:: What is needed ::
Show every line of the records below that contains the word "wheel". Case counts.

(Coordinate annotation records)
════════════════════

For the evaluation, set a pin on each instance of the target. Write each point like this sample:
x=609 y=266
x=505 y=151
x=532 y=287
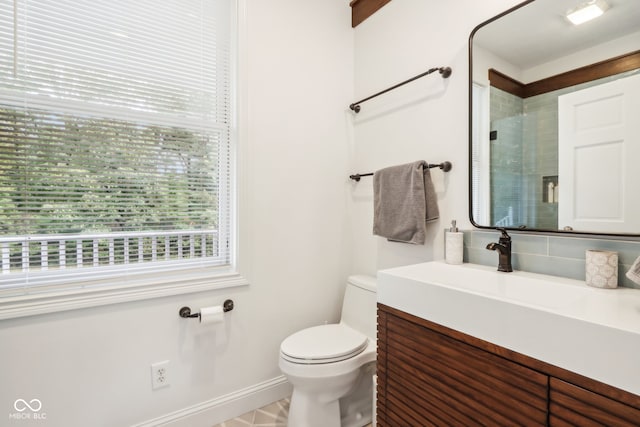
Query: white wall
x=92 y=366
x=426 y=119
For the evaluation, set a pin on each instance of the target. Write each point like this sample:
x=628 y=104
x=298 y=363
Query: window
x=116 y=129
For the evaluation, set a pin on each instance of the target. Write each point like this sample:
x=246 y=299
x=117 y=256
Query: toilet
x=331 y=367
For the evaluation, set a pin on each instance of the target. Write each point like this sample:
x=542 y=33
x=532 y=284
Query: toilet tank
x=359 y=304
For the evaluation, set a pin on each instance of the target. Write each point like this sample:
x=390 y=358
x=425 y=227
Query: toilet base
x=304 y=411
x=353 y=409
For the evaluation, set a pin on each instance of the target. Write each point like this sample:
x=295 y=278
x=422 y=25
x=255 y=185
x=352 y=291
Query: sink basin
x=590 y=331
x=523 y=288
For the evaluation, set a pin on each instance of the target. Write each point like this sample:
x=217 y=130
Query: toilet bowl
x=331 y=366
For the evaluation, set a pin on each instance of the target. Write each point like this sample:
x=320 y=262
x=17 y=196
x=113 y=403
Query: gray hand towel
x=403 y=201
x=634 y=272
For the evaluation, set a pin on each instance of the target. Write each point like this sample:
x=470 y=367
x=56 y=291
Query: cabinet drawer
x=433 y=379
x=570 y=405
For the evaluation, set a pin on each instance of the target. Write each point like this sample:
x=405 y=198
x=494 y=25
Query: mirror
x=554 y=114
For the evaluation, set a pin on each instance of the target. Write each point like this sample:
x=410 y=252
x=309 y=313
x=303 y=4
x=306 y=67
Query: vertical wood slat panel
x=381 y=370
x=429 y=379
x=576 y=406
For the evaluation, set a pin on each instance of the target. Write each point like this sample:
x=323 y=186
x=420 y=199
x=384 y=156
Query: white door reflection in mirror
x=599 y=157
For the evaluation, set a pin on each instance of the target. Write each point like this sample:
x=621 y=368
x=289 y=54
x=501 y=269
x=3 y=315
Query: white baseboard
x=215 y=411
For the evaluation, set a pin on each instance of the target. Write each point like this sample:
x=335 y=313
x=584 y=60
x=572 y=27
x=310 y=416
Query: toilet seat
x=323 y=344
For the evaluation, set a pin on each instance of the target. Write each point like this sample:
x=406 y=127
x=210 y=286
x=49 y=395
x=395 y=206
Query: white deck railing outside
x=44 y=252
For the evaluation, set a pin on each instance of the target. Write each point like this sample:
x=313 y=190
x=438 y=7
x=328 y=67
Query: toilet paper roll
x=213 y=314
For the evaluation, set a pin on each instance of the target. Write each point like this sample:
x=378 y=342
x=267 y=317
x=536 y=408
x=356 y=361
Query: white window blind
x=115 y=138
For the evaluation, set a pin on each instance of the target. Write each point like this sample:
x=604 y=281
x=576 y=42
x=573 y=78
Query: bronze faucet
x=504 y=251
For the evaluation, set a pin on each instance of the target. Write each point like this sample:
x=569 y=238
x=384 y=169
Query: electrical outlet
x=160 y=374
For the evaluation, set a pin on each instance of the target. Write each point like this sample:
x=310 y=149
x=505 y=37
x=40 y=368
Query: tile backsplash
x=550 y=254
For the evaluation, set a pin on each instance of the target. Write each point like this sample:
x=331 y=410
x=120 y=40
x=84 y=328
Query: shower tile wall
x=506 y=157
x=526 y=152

════════════════════

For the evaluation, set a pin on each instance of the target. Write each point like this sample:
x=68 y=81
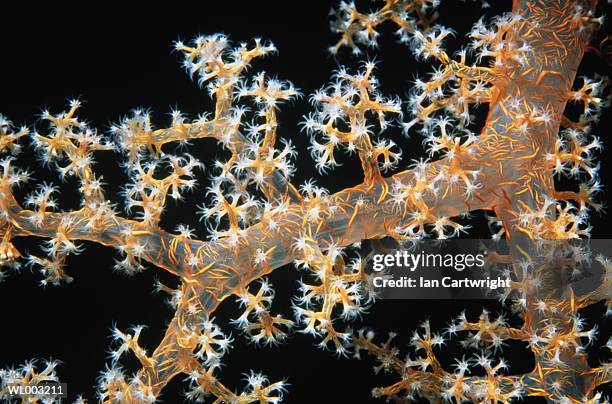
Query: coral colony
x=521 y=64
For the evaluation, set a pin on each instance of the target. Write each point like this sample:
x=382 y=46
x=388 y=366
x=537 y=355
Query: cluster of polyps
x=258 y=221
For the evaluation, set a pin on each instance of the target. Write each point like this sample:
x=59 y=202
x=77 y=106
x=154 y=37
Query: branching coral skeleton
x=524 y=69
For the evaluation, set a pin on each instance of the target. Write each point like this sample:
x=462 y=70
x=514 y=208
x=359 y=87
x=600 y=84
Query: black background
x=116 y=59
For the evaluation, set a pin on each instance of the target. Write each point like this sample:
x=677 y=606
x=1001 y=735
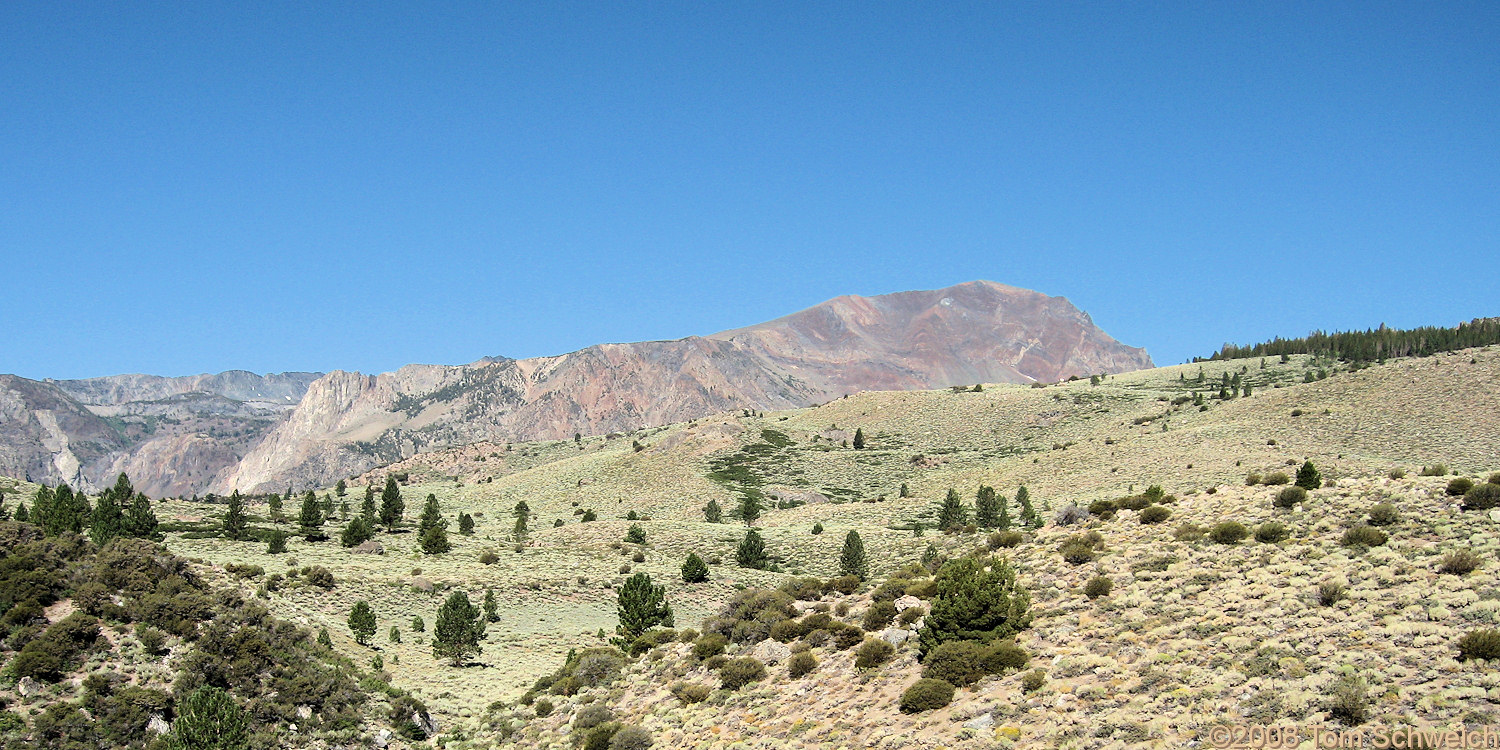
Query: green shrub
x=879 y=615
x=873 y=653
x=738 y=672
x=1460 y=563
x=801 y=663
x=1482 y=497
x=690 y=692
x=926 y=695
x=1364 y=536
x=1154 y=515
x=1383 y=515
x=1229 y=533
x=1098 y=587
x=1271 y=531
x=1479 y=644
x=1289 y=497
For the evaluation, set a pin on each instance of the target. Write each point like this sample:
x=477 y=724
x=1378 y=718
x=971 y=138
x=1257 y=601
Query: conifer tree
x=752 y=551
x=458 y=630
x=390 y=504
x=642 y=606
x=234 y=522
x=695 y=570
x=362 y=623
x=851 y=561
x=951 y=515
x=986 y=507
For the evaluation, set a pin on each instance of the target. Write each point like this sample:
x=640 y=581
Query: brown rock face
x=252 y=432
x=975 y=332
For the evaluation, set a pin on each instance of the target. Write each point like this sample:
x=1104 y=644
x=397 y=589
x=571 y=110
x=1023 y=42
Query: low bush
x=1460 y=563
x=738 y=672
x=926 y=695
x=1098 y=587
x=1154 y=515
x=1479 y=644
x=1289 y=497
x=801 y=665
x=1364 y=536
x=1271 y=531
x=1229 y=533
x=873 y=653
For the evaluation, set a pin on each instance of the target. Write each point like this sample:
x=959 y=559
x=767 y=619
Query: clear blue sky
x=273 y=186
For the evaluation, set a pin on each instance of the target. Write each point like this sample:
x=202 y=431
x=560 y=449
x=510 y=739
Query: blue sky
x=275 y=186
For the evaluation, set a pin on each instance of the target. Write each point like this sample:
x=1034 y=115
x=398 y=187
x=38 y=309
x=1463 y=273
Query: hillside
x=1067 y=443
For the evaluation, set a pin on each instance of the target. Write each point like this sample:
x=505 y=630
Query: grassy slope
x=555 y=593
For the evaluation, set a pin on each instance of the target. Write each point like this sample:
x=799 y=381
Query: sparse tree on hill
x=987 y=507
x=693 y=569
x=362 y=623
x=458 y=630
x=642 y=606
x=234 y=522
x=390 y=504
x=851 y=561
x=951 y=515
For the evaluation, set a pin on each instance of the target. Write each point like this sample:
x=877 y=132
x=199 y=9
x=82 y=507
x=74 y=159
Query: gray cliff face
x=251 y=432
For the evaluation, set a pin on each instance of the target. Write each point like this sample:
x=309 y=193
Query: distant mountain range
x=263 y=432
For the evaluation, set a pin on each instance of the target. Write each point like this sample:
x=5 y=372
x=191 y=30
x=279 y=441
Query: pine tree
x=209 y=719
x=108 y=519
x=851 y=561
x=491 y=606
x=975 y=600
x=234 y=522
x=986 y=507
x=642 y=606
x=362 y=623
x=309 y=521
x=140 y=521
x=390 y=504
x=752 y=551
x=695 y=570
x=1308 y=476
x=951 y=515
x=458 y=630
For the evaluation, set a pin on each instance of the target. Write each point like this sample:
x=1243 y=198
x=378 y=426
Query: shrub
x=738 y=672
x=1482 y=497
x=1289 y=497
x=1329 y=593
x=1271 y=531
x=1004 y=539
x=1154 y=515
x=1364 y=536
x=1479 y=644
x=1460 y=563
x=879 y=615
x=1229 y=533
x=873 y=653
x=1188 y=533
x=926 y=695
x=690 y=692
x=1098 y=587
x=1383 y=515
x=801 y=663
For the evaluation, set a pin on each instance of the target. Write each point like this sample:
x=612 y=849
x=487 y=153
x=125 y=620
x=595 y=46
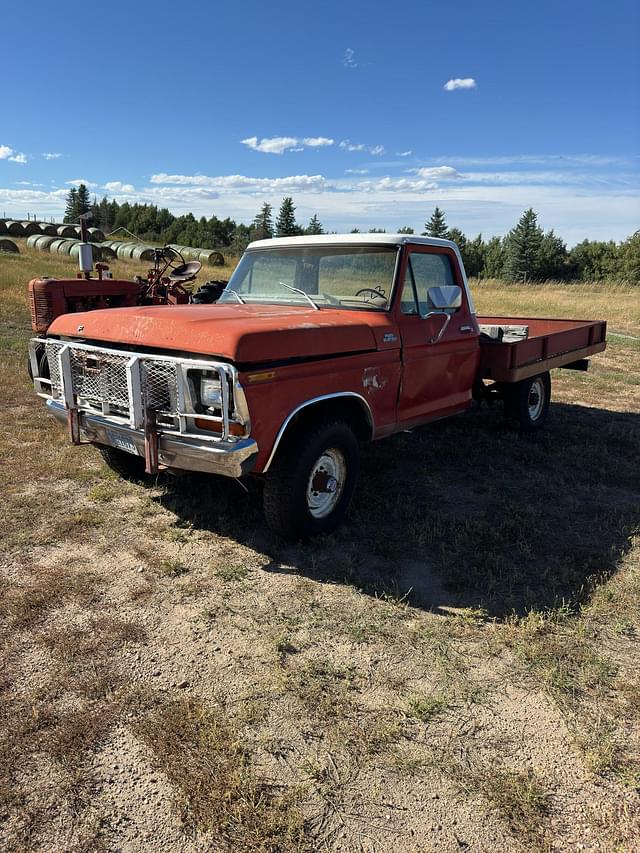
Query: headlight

════════════════════

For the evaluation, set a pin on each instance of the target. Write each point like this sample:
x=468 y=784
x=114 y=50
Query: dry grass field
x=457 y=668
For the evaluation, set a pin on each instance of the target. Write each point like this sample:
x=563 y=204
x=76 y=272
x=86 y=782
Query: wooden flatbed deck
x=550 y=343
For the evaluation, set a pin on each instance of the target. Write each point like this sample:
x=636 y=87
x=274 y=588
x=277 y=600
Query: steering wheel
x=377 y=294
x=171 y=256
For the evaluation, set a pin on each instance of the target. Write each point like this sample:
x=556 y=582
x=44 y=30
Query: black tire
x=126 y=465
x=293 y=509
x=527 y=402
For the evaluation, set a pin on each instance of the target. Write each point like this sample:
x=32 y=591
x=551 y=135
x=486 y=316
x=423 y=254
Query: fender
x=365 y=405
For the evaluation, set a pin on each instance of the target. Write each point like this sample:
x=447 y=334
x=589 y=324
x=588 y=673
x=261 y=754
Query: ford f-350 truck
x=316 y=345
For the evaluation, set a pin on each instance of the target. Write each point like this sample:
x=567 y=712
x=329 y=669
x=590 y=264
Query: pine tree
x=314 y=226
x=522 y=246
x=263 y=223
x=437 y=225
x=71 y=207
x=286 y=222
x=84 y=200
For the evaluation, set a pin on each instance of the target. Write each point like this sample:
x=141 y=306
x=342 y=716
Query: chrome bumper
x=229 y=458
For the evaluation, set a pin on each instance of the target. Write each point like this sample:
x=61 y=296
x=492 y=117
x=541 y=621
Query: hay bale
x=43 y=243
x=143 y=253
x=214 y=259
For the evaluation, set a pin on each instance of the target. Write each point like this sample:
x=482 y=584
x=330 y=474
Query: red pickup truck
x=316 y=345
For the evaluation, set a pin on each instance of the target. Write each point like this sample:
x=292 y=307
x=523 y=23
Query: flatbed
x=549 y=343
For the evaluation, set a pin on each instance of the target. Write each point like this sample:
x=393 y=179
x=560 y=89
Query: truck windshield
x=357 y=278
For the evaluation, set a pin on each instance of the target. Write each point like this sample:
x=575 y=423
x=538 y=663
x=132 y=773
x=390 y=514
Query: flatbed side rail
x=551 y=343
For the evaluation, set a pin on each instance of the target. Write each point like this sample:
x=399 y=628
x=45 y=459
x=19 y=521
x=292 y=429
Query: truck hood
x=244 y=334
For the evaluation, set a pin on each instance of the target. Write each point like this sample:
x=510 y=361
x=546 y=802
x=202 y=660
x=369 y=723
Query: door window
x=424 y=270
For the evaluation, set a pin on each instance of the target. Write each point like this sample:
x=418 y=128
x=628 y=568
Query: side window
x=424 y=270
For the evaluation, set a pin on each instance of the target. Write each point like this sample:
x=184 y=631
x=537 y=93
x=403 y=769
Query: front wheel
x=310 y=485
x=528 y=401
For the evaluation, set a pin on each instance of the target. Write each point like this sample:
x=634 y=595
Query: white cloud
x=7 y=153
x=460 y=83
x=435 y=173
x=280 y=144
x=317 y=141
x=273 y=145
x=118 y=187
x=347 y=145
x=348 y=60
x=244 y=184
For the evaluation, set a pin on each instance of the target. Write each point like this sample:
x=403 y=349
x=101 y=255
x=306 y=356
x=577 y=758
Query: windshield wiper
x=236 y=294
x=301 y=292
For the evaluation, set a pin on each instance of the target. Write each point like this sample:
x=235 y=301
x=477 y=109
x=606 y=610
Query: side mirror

════════════════════

:: Worked solution ::
Query: steering wheel
Query: front wheel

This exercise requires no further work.